**Given passage**
Whatever its meaning, the mural facilitates storytelling of different kinds. To celebrate the opening night, Rooney commissioned a performance in front of the mural, which featured dancers Temi Ajose and Leah Marojevic, with musical accompaniment by saxophonist tyroneisaacstuart. “The performance is about the seduction of a night butterfly by the bolas spider”, Rooney explains: “they find a kind of unlikely union or attraction to each other, even though it’s a predator and prey scenario in which the moth is ensnared by the spider hoop which bewitches her… it’s a love story and, like the best love stories, it’s a tragedy”, Rooney responds, enigmatically. True enough, the performance itself is, at turns, violent, tender, romantic, cruel, and intimate. On opening night, spectators vie for space to watch and part like the Red Sea when the dancers advance. Ajose and Marojevic throw their legs over one another’s shoulders and hold the other in pass-out death grips. They seem to make love. It’s pure hate and pure sex at once.

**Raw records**
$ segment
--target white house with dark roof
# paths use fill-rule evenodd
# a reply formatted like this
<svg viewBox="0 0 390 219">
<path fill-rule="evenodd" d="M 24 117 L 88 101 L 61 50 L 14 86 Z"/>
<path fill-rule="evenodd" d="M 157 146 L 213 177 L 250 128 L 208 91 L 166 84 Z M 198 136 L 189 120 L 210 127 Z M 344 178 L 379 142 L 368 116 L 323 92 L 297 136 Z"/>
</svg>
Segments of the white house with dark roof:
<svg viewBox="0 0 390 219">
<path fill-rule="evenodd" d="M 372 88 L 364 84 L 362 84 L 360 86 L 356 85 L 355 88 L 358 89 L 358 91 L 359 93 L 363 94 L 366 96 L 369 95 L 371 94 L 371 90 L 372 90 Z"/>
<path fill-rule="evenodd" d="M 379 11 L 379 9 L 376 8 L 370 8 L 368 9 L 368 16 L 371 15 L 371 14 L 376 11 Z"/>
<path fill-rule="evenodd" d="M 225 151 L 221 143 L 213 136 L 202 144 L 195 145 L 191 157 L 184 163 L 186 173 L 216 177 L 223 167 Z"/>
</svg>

**To-do list**
1. Translate this sentence from the passage about the mural performance into Spanish: "True enough, the performance itself is, at turns, violent, tender, romantic, cruel, and intimate."
2. Carry the passage about the mural performance forward from its last sentence.

**Results for the exercise**
1. En efecto, la actuación en sí es, por momentos, violenta, tierna, romántica, cruel e íntima.

2.
When I look up at the expanse of the mural’s blue, especially on its right side, it reminds me less of the sky or the ocean––although there is something of the bigness of each here – and more of a blue room, like the one recently excavated by archaeologists in Pompeii’s Regio IX in May this year.  Archaeologists have determined it to be the site of a possible sacrarium, distinguished by depictions of female figures on the cerulean-painted walls. Experts believe the ornate room represents the four seasons, or ‘Horea’, and said that ‘the colour blue found in this room rarely occurs in Pompeian frescoes.’ While Rooney’s mural does not feature figures or tell stories, it has the beguiling effect of seeming to have been excavated from some deeper layer in earlier times, as though its accretions of paint are ancient and not merely a couple of weeks old. It seems only fitting that the mural will be erased when ‘Echoes and Hours’ closes, once the autumn comes, in early October. If the mural tells any story, it’s that summer never lasts. Go and enjoy both before they’re gone.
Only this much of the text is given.